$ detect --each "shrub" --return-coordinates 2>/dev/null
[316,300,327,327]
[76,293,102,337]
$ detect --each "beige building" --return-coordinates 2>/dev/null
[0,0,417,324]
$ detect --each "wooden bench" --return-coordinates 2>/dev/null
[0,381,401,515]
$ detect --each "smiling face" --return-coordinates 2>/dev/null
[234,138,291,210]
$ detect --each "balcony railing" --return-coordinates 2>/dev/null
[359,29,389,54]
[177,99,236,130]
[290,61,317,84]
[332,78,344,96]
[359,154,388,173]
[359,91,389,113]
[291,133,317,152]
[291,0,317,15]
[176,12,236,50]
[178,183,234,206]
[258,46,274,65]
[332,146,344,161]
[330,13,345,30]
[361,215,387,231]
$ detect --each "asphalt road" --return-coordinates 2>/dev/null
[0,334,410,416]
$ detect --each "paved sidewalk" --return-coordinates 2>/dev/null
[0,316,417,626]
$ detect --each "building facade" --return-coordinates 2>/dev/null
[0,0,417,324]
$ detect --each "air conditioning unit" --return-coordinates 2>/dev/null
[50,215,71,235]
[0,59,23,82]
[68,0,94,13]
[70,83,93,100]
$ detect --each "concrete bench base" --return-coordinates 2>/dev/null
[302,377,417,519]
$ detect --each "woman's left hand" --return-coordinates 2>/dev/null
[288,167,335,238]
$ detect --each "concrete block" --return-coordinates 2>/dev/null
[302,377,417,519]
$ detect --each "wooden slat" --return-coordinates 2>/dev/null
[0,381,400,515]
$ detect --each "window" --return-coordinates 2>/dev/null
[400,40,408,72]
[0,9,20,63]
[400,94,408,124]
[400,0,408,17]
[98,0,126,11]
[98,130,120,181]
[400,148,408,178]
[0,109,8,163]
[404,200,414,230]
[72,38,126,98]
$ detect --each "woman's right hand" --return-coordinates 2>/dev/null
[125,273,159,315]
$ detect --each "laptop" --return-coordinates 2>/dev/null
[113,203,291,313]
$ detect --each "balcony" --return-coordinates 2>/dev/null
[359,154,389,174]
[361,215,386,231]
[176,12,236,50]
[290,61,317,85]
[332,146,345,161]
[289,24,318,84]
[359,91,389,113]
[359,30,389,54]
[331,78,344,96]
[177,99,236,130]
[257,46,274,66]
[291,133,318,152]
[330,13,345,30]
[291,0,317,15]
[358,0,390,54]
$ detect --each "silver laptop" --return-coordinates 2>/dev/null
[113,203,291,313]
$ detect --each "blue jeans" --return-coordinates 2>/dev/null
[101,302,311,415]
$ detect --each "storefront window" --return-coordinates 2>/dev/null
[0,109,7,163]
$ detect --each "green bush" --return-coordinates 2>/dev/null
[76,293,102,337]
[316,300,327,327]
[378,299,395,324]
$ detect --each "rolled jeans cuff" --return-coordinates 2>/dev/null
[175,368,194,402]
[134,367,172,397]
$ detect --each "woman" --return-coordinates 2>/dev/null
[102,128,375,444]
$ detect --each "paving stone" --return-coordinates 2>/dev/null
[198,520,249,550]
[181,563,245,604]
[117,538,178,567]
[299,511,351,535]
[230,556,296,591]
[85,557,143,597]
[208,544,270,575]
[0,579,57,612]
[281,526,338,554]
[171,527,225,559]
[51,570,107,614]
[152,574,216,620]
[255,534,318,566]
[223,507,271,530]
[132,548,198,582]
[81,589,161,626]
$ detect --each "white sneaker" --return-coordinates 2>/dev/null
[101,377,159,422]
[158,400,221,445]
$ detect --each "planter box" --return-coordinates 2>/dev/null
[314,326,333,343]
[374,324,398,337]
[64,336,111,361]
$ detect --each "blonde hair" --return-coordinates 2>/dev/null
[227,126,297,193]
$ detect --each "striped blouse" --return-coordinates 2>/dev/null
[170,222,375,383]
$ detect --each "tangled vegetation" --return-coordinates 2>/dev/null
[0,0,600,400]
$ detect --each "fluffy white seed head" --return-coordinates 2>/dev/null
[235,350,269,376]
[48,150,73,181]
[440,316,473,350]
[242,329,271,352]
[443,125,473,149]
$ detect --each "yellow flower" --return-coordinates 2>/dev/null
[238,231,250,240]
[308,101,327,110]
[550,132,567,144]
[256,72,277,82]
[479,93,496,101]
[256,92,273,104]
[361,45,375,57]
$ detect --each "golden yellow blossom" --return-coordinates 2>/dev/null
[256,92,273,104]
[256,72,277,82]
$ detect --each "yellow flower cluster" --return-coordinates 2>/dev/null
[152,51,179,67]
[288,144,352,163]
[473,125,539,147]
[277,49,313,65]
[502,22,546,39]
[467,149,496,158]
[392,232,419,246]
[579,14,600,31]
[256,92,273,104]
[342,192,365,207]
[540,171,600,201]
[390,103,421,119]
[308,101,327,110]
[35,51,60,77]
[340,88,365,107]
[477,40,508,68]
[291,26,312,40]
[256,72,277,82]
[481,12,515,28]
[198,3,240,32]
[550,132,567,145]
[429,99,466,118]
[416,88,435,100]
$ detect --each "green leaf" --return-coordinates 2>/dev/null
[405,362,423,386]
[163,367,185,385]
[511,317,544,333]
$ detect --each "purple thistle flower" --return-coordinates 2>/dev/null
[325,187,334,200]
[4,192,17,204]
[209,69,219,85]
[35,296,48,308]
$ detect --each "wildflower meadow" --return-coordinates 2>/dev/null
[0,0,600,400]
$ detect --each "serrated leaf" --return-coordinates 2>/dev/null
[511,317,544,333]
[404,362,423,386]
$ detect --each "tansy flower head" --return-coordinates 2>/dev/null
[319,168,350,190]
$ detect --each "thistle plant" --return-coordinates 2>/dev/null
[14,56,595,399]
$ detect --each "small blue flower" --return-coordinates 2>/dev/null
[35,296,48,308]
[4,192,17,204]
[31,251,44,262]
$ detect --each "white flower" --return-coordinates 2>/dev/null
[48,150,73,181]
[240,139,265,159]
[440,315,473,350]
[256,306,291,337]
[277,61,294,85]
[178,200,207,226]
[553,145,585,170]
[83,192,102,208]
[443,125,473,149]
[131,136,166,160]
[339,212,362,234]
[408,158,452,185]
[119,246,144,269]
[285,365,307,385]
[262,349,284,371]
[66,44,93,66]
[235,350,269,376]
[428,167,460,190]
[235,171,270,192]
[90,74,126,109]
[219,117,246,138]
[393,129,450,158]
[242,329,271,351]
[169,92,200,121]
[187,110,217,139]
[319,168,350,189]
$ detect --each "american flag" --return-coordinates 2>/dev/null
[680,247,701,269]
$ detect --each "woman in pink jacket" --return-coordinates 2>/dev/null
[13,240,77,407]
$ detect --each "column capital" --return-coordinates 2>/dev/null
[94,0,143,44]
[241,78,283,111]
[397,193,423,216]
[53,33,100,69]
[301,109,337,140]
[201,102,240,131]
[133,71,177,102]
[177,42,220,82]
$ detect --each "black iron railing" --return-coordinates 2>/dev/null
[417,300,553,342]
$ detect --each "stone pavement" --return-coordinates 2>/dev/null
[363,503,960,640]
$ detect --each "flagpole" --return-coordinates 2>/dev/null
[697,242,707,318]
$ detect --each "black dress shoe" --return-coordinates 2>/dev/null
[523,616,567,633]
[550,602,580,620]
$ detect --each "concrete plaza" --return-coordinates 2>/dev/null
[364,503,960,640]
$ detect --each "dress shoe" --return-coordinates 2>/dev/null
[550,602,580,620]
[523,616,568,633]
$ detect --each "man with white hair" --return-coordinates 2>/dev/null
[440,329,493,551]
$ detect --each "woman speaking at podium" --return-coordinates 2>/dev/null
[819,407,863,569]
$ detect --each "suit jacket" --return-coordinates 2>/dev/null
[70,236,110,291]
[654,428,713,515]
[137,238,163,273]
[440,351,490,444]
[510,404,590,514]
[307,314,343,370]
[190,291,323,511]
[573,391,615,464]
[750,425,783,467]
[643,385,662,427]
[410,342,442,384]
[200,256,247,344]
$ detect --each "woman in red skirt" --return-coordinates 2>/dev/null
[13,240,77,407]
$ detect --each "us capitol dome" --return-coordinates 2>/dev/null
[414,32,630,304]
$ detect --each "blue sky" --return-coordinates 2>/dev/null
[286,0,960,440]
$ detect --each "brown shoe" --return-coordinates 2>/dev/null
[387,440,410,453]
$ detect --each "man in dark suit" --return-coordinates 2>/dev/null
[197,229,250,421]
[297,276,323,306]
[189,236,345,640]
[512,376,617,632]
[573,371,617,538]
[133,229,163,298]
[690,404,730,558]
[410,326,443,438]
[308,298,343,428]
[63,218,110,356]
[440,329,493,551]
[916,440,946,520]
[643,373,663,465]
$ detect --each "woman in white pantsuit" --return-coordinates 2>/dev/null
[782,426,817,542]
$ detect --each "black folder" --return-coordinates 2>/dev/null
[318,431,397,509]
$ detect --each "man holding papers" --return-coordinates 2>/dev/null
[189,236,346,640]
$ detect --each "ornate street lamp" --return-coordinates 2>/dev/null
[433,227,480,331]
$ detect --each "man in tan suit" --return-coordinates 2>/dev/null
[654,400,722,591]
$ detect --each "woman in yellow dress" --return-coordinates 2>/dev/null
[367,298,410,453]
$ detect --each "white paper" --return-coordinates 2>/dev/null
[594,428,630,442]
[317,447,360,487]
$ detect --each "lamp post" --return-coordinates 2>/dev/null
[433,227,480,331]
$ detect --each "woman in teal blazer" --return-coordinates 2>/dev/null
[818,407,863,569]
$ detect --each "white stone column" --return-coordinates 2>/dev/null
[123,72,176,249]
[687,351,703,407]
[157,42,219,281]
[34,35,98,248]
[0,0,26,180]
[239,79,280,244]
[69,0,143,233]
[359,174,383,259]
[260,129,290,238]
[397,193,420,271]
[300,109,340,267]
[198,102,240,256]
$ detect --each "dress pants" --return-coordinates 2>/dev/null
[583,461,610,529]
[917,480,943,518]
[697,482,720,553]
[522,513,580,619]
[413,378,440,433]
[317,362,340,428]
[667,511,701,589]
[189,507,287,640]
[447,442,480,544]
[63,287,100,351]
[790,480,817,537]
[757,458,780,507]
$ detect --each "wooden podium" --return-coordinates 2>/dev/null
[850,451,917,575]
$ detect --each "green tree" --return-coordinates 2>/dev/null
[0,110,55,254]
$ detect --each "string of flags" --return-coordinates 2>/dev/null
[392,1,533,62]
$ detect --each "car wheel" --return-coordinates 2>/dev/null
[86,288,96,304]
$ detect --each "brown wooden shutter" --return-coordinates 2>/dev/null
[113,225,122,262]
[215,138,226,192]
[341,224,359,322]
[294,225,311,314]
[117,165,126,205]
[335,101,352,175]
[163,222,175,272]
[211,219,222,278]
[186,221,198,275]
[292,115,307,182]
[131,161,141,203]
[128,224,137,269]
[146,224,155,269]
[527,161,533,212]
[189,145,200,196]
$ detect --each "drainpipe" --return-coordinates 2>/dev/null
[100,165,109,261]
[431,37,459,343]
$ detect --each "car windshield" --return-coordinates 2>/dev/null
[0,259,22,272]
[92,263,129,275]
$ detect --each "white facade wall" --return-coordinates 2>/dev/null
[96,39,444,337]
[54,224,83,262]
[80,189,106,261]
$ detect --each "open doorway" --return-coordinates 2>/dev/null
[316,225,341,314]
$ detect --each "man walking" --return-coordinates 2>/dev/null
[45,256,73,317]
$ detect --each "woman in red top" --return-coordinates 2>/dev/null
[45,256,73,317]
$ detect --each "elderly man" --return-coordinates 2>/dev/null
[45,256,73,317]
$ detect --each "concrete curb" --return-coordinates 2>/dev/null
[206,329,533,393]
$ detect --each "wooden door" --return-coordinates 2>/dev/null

**GIVEN REQUEST**
Scale the stretch of lines from the start of the records through the line containing "[72,38,126,98]", both ends included. Reproduce every one of these lines in full, multiplying only the bounding-box coordinates in the answers by 1.7 and rounding them to whole numbers, with halves rounded up.

**EXERCISE RESULT**
$ detect --each "shrub" --return-coordinates 2>/dev/null
[537,510,556,556]
[129,498,173,573]
$ detect --each "beige building" --return-coordinates 2>/dev/null
[0,0,709,551]
$ detect --each "wooden bench" --return-coordinates 2>/dev/null
[0,648,682,876]
$ detect --each "smiling face" --return-coordinates 2>/dev/null
[398,235,495,357]
$ detect --each "balcony railing" --return-coordinates 2>/dev/null
[610,49,661,92]
[301,168,401,221]
[493,104,539,143]
[564,133,585,163]
[610,262,660,294]
[610,155,661,192]
[495,226,539,258]
[495,0,539,26]
[299,20,401,85]
[303,311,398,350]
[439,78,466,111]
[564,248,585,274]
[561,22,587,51]
[614,366,658,393]
$ detect --each "asphalt road" --return-coordinates 2>/dev/null
[0,568,697,707]
$ detect --each "paved sidewalk" --return-coordinates 2>/dev/null
[0,537,709,1064]
$ detect --each "building facade" --return-coordinates 2>/dev/null
[0,0,709,551]
$ detect --each "air conditioning unit" --return-coordinates 2>/dev/null
[85,366,121,400]
[0,100,39,139]
[116,0,160,22]
[119,141,158,170]
$ detect --each "concrete bench base" --return-coordinates 2>/dev/null
[513,641,709,882]
$ detect --each "woman's left hand" --return-coordinates 2>/dev/null
[490,284,570,405]
$ detect --each "concrete block" --return-coordinates 2>/dev/null
[513,641,709,882]
$ detect --each "wooden slat" --return-coordinates 2>/dev/null
[0,648,680,876]
$ detect --each "window" --return-coordinates 2>/dev/null
[680,68,694,122]
[0,15,34,107]
[680,160,694,211]
[680,0,694,29]
[167,0,214,19]
[167,221,204,308]
[680,252,694,303]
[0,185,14,277]
[687,340,704,391]
[122,65,214,167]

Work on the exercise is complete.